From 1950 she regularly led students to the Heron Island and Lizard Island Research Stations on the Great Barrier Reef and did field work on the Victorian and Tasmanian coasts. In 1959 she made her first visit to Macquarie Island with the ANARE relief ship, returning in 1960, 1965 and 1968. From 1959 to 1971, she was a Professional Officer at the University of Sydney, and received the first Honorary Master of Science from the University of Sydney in 1962. She was a temporary Associate Professor at Stanford University in 1963 and a delegate to the 11th Pacific Science Congress in Tokyo in 1966.

She retired in 1971, but remained an active author and researcher. From 1974 to 1979 she worked with the New South Wales Fisheries Department, and during that time, carried out fieldwork and surveys at the coastal rock platforms at Jervis Bay and Ulladulla, and on the coasts of Lord Howe Island, Norfolk Island and Flinders Island.

**TASK OBJECTIVE:** List every island named in the biographical passage above.

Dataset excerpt
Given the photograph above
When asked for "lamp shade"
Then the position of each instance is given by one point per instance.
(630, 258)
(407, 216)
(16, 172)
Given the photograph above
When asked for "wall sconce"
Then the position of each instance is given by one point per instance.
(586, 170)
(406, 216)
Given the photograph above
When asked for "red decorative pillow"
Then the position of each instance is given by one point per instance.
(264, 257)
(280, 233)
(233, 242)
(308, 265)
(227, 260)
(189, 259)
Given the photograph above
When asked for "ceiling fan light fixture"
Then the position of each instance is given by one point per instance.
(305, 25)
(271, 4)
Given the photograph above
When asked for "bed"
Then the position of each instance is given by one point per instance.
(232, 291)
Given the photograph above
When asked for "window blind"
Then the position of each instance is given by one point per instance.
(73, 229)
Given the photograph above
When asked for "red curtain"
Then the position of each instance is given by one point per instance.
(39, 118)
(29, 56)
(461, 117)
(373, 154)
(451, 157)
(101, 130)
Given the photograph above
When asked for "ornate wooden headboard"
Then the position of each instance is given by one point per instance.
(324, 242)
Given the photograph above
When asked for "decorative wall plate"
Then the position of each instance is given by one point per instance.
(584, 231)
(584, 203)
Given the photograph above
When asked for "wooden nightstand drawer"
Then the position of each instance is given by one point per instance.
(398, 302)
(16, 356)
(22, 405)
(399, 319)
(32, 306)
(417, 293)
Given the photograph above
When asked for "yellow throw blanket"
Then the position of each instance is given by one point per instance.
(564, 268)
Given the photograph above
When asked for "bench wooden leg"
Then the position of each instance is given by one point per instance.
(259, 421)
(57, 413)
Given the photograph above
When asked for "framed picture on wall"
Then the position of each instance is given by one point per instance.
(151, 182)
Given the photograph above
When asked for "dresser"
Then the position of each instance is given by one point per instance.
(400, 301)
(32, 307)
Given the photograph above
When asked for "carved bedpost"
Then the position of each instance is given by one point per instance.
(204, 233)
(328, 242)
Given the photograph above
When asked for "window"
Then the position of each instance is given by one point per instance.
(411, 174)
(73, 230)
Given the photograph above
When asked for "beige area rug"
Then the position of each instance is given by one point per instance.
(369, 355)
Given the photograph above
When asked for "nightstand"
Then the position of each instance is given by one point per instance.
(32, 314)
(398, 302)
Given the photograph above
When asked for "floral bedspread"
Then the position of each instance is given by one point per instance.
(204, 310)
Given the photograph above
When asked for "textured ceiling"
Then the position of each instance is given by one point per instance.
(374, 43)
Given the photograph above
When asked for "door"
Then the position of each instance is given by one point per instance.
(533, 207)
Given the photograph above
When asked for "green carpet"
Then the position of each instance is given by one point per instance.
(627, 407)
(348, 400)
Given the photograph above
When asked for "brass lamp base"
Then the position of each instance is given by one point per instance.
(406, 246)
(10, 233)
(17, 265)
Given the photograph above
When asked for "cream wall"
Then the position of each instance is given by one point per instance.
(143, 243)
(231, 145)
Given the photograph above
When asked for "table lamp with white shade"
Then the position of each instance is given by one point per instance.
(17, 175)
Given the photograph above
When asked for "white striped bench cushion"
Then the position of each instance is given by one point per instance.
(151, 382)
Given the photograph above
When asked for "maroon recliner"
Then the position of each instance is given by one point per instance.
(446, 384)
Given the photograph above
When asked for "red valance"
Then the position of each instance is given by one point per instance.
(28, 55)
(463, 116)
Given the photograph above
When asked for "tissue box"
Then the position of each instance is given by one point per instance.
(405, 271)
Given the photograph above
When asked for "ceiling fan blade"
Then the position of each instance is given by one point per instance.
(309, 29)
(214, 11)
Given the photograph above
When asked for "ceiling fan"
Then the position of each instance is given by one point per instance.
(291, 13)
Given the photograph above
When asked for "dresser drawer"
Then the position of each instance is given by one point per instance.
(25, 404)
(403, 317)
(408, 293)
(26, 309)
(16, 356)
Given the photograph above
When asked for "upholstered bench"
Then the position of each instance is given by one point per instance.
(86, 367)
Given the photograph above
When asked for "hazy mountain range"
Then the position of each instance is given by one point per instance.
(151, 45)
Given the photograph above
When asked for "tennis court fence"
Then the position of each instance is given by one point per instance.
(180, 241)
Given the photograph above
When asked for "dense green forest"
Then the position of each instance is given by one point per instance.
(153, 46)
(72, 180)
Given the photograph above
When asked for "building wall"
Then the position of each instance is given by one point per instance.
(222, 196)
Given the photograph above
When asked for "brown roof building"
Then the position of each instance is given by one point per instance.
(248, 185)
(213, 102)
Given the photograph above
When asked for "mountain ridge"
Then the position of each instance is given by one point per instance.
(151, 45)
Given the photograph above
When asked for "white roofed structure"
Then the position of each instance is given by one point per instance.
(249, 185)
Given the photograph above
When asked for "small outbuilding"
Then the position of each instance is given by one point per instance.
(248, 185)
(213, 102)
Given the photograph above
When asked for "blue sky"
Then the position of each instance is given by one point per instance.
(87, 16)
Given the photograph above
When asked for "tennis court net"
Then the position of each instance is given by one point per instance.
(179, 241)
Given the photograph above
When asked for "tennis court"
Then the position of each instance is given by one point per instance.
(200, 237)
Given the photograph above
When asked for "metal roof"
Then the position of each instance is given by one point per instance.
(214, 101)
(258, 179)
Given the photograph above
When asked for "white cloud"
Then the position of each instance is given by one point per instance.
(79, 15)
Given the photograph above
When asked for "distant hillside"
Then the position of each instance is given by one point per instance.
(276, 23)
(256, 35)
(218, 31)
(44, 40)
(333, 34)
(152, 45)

**ANSWER TO THE TASK:** Heron Island, Lizard Island, Macquarie Island, Lord Howe Island, Norfolk Island, Flinders Island